__PROMPT__
Convert every line of the records below into a JSON list of strings, one string per line, skipping blank lines. Leave the pictures out of the answer.

__RECORDS FOR THIS EXERCISE__
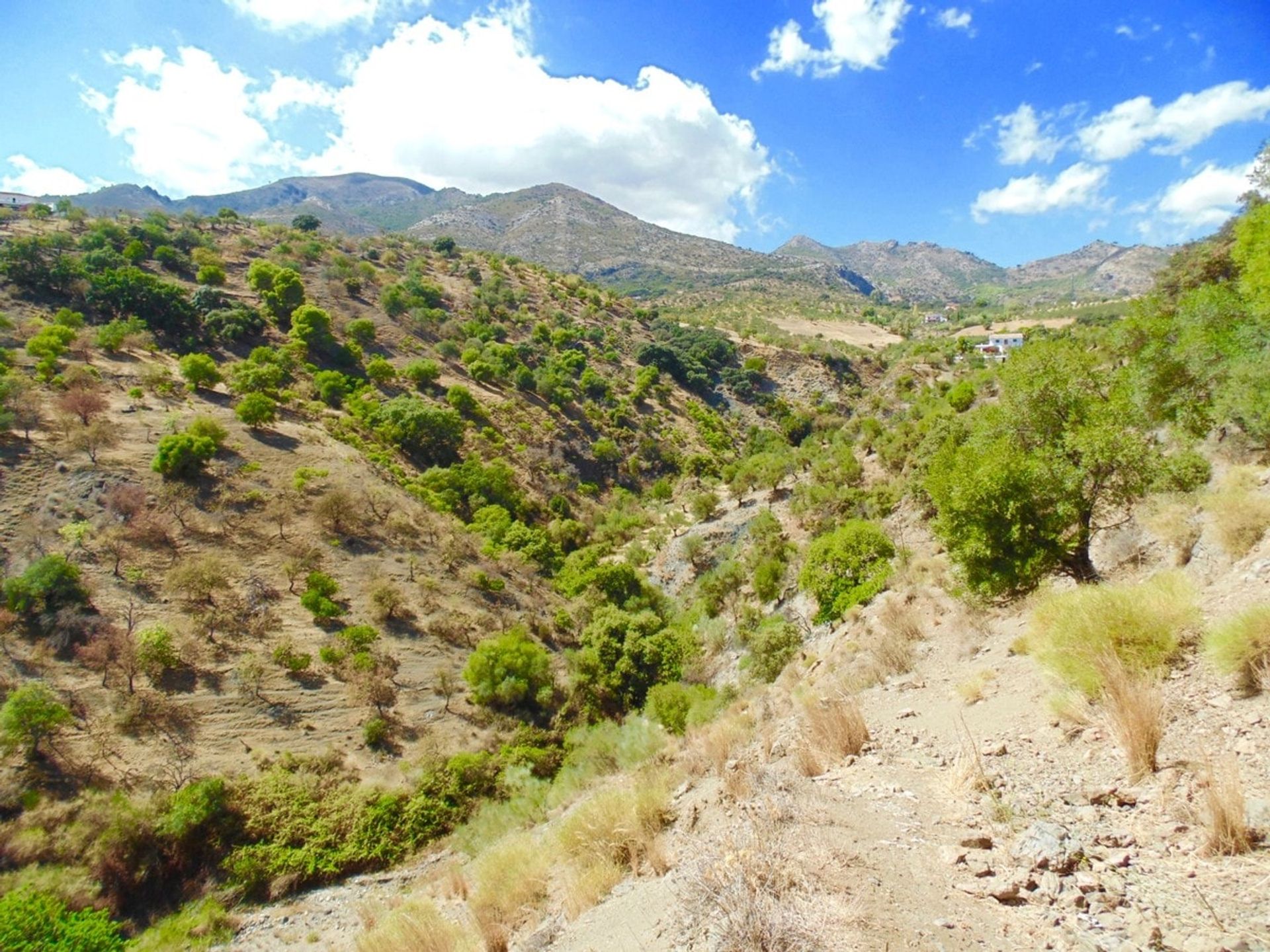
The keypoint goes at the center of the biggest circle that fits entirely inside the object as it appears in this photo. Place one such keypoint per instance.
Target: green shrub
(679, 706)
(31, 715)
(361, 332)
(182, 455)
(846, 568)
(38, 922)
(212, 274)
(208, 427)
(48, 586)
(257, 411)
(511, 670)
(1241, 647)
(771, 647)
(1142, 625)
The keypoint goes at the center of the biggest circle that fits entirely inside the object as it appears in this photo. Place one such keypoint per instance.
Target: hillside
(922, 272)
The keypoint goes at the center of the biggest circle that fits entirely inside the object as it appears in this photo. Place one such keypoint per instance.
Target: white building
(16, 200)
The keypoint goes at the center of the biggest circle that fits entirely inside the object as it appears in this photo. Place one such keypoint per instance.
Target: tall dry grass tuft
(1226, 811)
(751, 895)
(837, 727)
(508, 885)
(1240, 514)
(417, 926)
(1142, 625)
(1241, 647)
(1134, 709)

__SOLUTION FOR THIS EXERCISE__
[
  "The keypoint goes at the center of the biggest circle that fits entirely inside the object as it appears in this photo. Place one such keypoint per instance.",
  "Target: green shrub",
  "(679, 706)",
  "(31, 715)",
  "(361, 332)",
  "(182, 455)",
  "(846, 568)",
  "(38, 922)",
  "(212, 274)",
  "(208, 427)",
  "(48, 586)",
  "(257, 411)",
  "(511, 670)",
  "(1241, 647)",
  "(771, 647)",
  "(1142, 625)",
  "The keypoint goes at the center of the biggest circle that fits entirely inside the object as it appears in this photo. Place one such keypoint per instance.",
  "Target: hillside",
  "(922, 272)",
  "The keypoint goes at the center of the biggest circle that fits entirely inside the object as it appears in this photo. Place one such keypoint per instance.",
  "Target: white building",
  "(16, 200)",
  "The keypoint goes at the center of the biggest circle that fits entirely inside the object as it appears in this photo. Place one such keypoint per instance.",
  "Target: tall dry grass tuft",
  "(1226, 811)",
  "(751, 895)",
  "(837, 727)",
  "(508, 885)",
  "(1240, 514)",
  "(417, 926)",
  "(1142, 625)",
  "(1241, 647)",
  "(1134, 709)"
]